++++ PROVIDED RECORDS ++++

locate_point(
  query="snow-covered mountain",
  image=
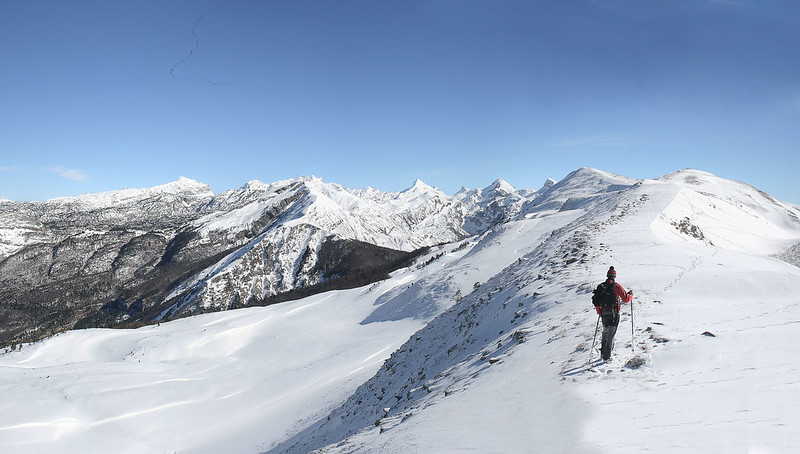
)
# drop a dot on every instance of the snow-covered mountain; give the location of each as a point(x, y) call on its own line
point(138, 255)
point(483, 344)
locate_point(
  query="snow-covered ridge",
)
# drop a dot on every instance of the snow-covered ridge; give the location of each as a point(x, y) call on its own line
point(183, 187)
point(481, 345)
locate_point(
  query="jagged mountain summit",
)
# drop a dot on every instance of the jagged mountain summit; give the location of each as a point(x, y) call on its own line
point(139, 255)
point(481, 343)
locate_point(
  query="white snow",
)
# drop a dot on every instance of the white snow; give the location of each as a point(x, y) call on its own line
point(250, 380)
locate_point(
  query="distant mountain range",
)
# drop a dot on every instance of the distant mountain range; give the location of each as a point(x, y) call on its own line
point(443, 324)
point(135, 256)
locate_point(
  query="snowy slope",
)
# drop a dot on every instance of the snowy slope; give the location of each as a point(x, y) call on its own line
point(480, 346)
point(280, 228)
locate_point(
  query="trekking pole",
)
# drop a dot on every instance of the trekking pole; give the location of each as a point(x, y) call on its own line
point(594, 339)
point(633, 334)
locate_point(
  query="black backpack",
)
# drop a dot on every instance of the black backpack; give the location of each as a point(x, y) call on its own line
point(604, 296)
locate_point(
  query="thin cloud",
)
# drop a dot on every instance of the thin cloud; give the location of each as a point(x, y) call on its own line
point(69, 174)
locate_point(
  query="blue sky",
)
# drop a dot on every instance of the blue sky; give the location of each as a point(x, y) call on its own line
point(107, 94)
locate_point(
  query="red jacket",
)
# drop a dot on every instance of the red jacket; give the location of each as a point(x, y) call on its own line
point(622, 296)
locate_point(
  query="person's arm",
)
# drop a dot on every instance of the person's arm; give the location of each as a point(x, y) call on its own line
point(624, 296)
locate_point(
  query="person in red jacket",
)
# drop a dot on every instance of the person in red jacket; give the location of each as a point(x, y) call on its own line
point(610, 315)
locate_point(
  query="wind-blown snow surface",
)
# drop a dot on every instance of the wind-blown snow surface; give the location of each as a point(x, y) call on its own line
point(428, 361)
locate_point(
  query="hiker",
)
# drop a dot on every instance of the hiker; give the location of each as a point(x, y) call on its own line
point(610, 295)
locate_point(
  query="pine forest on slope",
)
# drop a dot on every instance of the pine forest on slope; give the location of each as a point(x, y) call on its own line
point(481, 342)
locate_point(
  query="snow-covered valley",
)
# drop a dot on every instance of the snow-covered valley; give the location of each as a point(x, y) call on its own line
point(484, 344)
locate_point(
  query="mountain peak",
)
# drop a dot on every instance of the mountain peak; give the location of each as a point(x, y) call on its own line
point(500, 185)
point(420, 186)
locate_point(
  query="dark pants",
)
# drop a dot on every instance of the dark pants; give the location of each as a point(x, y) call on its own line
point(610, 323)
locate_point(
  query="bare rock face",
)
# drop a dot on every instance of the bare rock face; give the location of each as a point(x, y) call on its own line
point(133, 256)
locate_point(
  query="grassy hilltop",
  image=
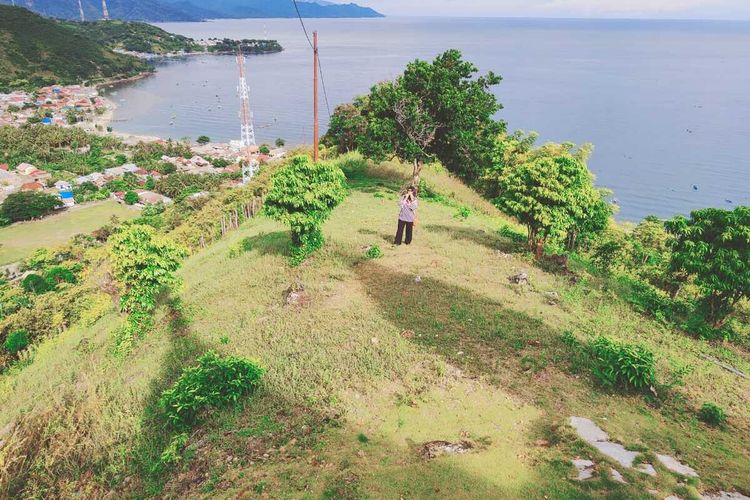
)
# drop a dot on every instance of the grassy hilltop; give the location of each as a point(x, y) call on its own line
point(39, 51)
point(371, 364)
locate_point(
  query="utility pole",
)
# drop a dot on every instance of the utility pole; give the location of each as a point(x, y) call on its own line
point(316, 130)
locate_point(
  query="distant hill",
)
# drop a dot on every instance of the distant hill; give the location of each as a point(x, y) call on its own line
point(192, 10)
point(38, 51)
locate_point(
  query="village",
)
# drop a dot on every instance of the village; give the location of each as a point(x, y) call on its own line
point(80, 106)
point(52, 105)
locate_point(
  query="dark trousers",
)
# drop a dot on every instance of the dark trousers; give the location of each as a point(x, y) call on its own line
point(400, 233)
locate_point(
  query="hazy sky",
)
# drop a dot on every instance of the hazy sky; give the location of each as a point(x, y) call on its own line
point(678, 9)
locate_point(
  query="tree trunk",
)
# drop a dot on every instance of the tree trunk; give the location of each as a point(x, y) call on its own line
point(415, 178)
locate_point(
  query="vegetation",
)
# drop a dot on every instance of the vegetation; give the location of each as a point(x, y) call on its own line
point(303, 195)
point(38, 51)
point(215, 382)
point(434, 111)
point(713, 415)
point(714, 247)
point(27, 205)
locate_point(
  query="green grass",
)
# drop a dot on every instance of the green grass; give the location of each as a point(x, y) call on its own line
point(20, 240)
point(375, 363)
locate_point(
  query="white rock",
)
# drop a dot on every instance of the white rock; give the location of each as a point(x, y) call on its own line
point(676, 466)
point(616, 476)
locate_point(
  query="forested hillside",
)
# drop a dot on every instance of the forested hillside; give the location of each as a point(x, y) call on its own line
point(39, 51)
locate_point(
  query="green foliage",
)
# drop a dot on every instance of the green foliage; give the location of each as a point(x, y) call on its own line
point(144, 263)
point(39, 51)
point(216, 382)
point(714, 247)
point(33, 283)
point(622, 365)
point(374, 252)
point(713, 415)
point(303, 195)
point(27, 205)
point(131, 198)
point(433, 111)
point(16, 342)
point(550, 195)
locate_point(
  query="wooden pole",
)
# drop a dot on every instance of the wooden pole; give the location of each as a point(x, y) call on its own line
point(316, 130)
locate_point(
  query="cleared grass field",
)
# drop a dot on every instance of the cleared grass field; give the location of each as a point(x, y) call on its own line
point(19, 240)
point(374, 363)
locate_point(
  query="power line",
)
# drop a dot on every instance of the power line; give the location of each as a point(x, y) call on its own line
point(320, 66)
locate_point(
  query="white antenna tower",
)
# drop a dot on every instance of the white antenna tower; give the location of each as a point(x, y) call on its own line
point(247, 131)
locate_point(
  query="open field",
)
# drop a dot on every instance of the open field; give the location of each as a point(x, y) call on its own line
point(19, 240)
point(429, 342)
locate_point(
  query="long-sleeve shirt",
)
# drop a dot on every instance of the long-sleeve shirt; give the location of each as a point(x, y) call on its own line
point(408, 210)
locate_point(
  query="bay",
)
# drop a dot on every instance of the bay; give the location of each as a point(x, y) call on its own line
point(665, 103)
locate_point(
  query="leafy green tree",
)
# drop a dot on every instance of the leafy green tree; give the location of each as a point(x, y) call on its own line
point(714, 247)
point(27, 205)
point(433, 111)
point(145, 263)
point(303, 195)
point(347, 125)
point(131, 198)
point(549, 195)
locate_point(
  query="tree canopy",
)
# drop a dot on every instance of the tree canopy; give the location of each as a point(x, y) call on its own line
point(713, 245)
point(434, 111)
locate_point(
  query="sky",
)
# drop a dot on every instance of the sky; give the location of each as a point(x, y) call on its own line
point(658, 9)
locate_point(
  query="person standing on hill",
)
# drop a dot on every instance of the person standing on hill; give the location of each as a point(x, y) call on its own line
point(408, 204)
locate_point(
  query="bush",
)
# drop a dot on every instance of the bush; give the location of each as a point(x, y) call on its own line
point(16, 342)
point(374, 252)
point(33, 283)
point(216, 382)
point(625, 365)
point(712, 415)
point(303, 195)
point(131, 198)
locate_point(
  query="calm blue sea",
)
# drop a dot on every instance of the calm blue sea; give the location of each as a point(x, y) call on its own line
point(666, 103)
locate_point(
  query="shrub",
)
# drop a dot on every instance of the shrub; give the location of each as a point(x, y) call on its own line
point(131, 198)
point(216, 382)
point(303, 195)
point(625, 365)
point(33, 283)
point(712, 415)
point(59, 274)
point(16, 342)
point(374, 252)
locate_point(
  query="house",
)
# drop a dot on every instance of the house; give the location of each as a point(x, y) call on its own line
point(63, 186)
point(67, 198)
point(96, 178)
point(32, 186)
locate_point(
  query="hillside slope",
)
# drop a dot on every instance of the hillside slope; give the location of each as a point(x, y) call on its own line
point(372, 363)
point(41, 51)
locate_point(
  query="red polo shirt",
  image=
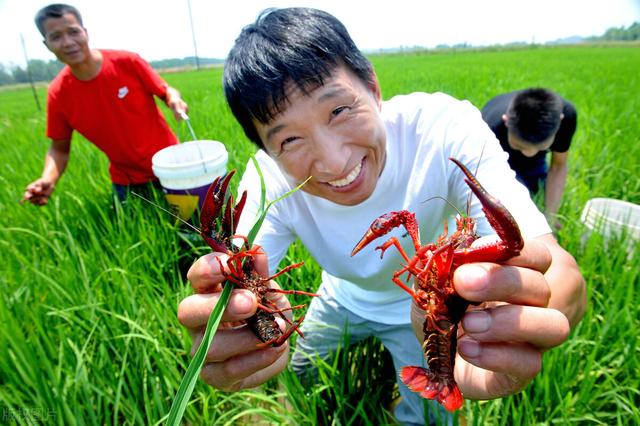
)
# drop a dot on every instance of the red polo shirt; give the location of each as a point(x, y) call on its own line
point(116, 111)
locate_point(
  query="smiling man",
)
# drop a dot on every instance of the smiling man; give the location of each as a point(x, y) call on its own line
point(529, 124)
point(311, 101)
point(108, 97)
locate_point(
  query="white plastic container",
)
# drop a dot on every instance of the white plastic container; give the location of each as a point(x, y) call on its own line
point(187, 170)
point(612, 218)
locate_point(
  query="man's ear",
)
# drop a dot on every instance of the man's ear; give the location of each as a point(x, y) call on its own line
point(374, 86)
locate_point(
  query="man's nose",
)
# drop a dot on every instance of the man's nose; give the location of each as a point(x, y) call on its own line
point(529, 152)
point(329, 153)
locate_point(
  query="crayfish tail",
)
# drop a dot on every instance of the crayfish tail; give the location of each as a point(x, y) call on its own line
point(422, 381)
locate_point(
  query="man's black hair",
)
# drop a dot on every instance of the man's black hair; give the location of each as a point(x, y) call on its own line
point(294, 45)
point(55, 11)
point(534, 114)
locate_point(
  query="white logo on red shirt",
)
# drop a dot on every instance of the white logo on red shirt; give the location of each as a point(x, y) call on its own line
point(122, 92)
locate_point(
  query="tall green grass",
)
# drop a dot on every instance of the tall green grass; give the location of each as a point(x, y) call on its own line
point(89, 292)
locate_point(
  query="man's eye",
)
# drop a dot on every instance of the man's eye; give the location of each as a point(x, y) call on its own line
point(288, 141)
point(338, 110)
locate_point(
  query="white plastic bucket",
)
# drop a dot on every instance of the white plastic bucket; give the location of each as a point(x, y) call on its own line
point(613, 218)
point(187, 170)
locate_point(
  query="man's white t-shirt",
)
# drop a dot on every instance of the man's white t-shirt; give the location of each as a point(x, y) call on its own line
point(423, 131)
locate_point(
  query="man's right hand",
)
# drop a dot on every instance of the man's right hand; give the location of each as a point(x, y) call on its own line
point(233, 360)
point(38, 192)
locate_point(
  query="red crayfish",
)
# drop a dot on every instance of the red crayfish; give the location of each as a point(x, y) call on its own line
point(432, 267)
point(218, 223)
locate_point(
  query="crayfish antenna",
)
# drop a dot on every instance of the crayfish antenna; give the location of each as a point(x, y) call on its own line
point(166, 211)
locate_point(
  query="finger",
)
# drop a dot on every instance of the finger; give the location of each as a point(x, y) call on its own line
point(194, 310)
point(248, 370)
point(518, 360)
point(478, 282)
point(541, 327)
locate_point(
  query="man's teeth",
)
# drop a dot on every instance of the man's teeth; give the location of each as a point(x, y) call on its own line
point(350, 177)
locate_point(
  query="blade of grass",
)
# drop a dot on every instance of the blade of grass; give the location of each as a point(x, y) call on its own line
point(193, 371)
point(188, 383)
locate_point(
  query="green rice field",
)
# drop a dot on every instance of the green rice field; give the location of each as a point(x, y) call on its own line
point(89, 291)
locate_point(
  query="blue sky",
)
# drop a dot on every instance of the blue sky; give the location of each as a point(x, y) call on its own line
point(159, 29)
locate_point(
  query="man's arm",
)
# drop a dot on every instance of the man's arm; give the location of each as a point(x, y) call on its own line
point(55, 163)
point(175, 102)
point(556, 180)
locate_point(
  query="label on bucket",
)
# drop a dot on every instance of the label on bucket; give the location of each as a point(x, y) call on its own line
point(183, 204)
point(185, 201)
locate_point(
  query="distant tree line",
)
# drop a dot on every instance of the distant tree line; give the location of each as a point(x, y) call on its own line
point(46, 70)
point(632, 33)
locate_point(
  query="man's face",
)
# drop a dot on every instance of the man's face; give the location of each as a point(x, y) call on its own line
point(528, 149)
point(67, 39)
point(334, 134)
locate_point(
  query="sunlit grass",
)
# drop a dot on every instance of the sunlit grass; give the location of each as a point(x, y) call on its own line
point(89, 293)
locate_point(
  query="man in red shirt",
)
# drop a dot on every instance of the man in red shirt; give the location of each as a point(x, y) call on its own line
point(108, 97)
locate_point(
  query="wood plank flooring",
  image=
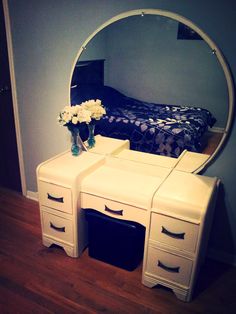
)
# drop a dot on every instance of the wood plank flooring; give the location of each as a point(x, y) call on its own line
point(36, 279)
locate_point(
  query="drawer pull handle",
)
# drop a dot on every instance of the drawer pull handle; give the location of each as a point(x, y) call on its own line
point(172, 234)
point(55, 199)
point(116, 212)
point(60, 229)
point(168, 268)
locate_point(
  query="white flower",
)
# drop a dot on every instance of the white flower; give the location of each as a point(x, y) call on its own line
point(95, 107)
point(74, 114)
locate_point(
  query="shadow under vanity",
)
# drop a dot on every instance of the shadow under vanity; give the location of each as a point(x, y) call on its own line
point(162, 194)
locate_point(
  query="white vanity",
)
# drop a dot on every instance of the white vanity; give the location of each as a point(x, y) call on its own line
point(175, 206)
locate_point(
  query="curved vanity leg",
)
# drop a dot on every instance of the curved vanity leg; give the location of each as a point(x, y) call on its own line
point(70, 251)
point(47, 242)
point(181, 294)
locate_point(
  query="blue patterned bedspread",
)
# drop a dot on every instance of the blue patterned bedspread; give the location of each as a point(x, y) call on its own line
point(154, 128)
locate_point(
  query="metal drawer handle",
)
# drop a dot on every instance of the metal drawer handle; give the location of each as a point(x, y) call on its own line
point(172, 234)
point(168, 268)
point(60, 229)
point(116, 212)
point(55, 199)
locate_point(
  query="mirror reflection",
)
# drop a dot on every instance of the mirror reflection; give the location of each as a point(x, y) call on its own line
point(162, 86)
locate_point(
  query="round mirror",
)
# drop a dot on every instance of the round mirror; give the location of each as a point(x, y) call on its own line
point(165, 84)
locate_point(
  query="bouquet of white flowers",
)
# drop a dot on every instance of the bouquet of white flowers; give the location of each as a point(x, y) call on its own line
point(71, 116)
point(95, 107)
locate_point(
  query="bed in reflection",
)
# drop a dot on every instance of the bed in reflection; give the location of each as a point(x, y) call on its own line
point(150, 127)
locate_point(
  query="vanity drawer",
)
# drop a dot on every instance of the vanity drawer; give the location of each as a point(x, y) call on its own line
point(57, 227)
point(55, 196)
point(168, 266)
point(114, 209)
point(174, 232)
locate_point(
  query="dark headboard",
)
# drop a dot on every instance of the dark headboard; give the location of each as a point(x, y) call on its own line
point(89, 72)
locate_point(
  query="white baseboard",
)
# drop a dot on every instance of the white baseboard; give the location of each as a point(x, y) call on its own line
point(32, 195)
point(221, 256)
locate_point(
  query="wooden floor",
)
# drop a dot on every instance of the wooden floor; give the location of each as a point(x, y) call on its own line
point(36, 279)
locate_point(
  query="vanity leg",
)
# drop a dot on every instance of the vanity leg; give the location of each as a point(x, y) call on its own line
point(70, 251)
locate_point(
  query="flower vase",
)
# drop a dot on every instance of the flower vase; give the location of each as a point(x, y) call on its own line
point(76, 149)
point(91, 139)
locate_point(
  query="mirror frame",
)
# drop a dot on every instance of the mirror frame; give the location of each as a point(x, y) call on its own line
point(214, 48)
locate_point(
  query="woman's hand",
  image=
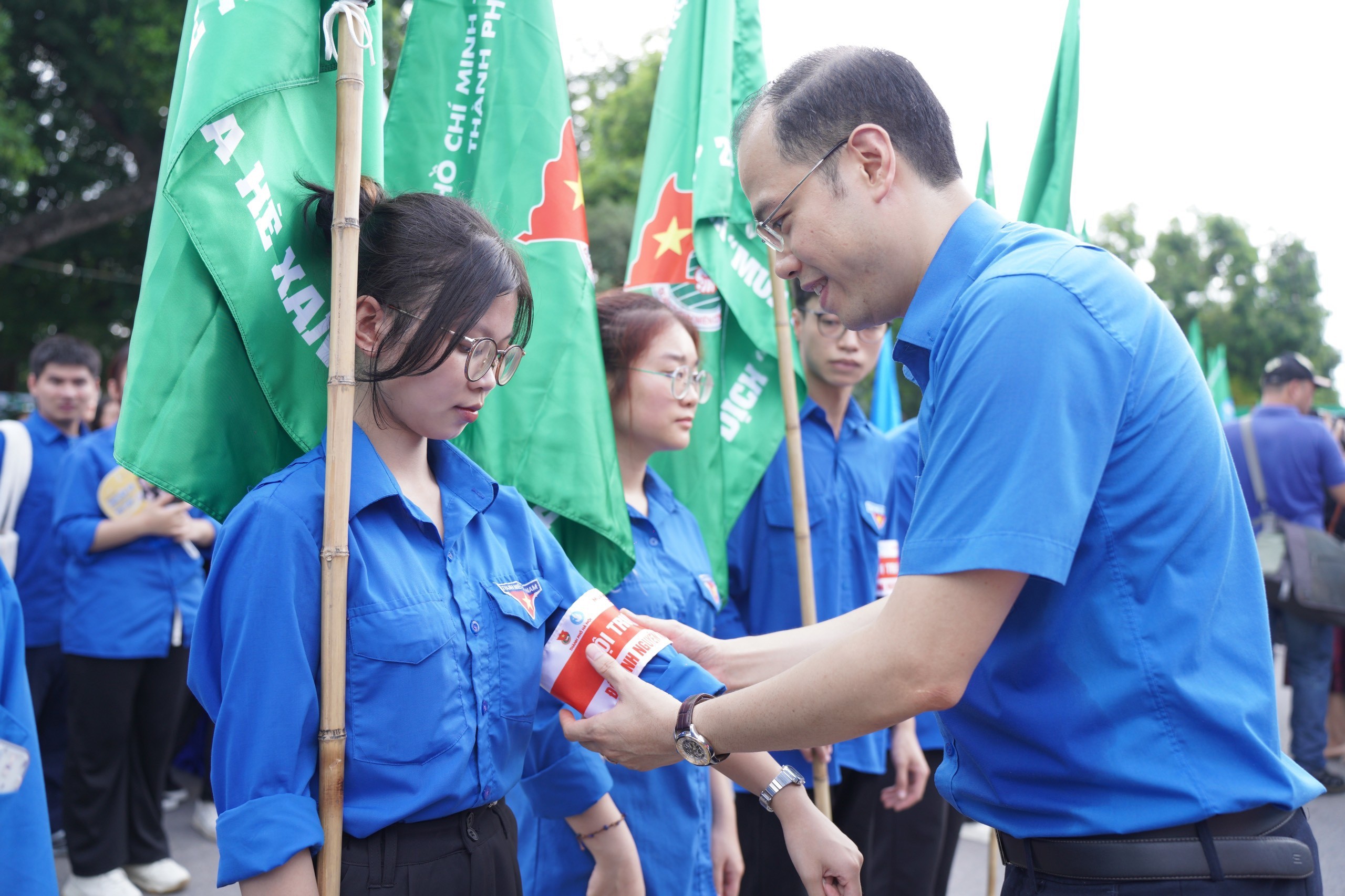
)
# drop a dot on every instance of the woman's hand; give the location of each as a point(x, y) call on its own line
point(726, 849)
point(826, 860)
point(912, 768)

++++

**WHAT IS EXPECTED:**
Return the items word for word, everything from the start down to the line containing "point(250, 380)", that line included. Leave out the pictures.

**EXERCISE SOLUTION:**
locate_point(
  query="snow-covered mountain",
  image=
)
# drop a dot on every instance of the snow-covered mountain; give the location of each as a point(x, y) call on its own line
point(138, 255)
point(483, 344)
locate_point(
  query="snow-covered ridge",
)
# drop a dot on every instance of the snow-covered ridge; give the location of each as a point(x, y) call on its own line
point(183, 187)
point(481, 345)
locate_point(
  query="jagged mountain summit",
)
# drop a dot on every instance of the jagged mountain summit; give the location of each as a point(x, y) call on its own line
point(139, 255)
point(481, 343)
locate_point(
  query="white snow",
)
# drop a dot on every instance of the white snow; give the location of each as a point(x, y) call on its own line
point(250, 380)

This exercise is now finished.